Set task: Pick up the forum thread about the distorted 74HC gate waveforms after its last sentence and continue writing it.
··· Text segment ···
74HC devices are relatively high speed logic and likely don't work well on a high stray-capacitance plug-in breadboard with such a rat's nest of long leads. To me it's not surprising that it doesn't work properly.
You might try using the slower CD4000 (CD4040 and CD4008) series devices and see if that helps.

But you likely need a cleaner layout with minimum length leads.
Even that can be problematic using a plug in type breadboard with its high stray capacitances.

 

Looking at your breadboard, I'm not surprised your waveforms are a bit rough!

For experimenting with logic I recommend building your circuit on perforated stripboard. Mount the ICs at right angles to the strips. Usually the power pins are on the opposite corners of the IC package so you can have two rails for your power with solder blobs between the rails and the power pins. If the power pins are not in the corners or you have a mixture of 14 and 16 pin chips make links (like staples) out of tinned copper wire to bridge. Cut the tracks using a sharp 3.3mm (1/8in) drill turned with your fingers. Best not to use IC sockets if you can help it. Solder ICs direct to the board.

Keep the IC packages as close together as possible. 3 clear holes between each IC. Two for connections and the centre one where the track is broken. Also break tracks down the centre of the IC. Solder a 100nF ceramic capacitor between the power pins of each IC under the board.

Make connections with very short and direct lengths of "wire wrap" insulated wire.

Are your scope probes properly frequency compensated? Test with a 1kHz square wave. Some scopes have a special output for this. Adjust so nice and sharp with no overshoot. The earth lead must be connected and short and direct. Each probe must have its own earth lead.

 

The counter is a 74HC4040 IC. I'm not building it from lower parts. The gate is a 74HC08 AND gate.

I have posted photos of the waveforms. See how they look like a superposition of the two original inputs into the gate ?? My question is simply why this is happening? I've never seen such strange thing since I started electronics.
··· Stored data ···
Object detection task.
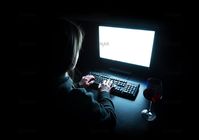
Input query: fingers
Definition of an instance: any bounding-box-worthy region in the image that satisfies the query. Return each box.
[102,79,113,87]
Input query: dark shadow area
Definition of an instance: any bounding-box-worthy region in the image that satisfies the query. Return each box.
[14,9,184,139]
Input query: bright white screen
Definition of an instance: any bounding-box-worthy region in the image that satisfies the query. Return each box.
[99,26,155,67]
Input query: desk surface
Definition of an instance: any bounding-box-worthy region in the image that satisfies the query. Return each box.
[112,77,152,135]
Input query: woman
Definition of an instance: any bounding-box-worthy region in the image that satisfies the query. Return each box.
[40,18,116,136]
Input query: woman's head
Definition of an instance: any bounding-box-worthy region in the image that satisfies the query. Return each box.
[49,18,83,74]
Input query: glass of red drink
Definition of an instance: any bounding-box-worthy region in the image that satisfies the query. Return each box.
[141,77,162,121]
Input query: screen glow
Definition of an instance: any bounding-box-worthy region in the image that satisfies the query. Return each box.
[99,26,155,67]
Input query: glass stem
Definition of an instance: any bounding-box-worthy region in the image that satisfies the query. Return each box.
[149,101,152,112]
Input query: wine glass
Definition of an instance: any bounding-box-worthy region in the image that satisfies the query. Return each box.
[141,77,162,121]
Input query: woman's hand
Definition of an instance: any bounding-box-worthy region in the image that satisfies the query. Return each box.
[79,75,95,87]
[98,79,113,92]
···
Exercise response:
I can't tell if the waveforms are changing in time or whether my scope is doing something weird.

You want photos of the assembly? If it helps. Here they are

Can anyone build this simple circuit and see if you get the same results please ?

GIGO.

It might be possible, but why would anyone want to recreate a non-functional rat's nest?
At this point, I have two suggestions for you: 1. Post a schematic and 2. go to http://www.linear.com/designtools/software/ ,download the LTspice simulator of your choice, and learn how to use it. There's a learning curve involved, but it's well worth it.

 

The photo shows decoupling capacitors close to each device (good) and very long power and ground leads to each device (bad), two things not known before.

There are five ICs with no indication of which one is the 4040 or what the other chips are, so even if the photo had enough information to copy the circuit (it does not), it is not possible to replicate it.

Ringing, ground bounce, and other digital waveform distortions are not rare, they are the norm. Clean signals are rare, but approachable with a pc board and power planes. Your signals look fine for a protoboard. Keep in mind that nanoseconds-rate edges have harmonics into the GHz, where 2" of wire is a measureable inductance and a frequency-dependent phase shifter.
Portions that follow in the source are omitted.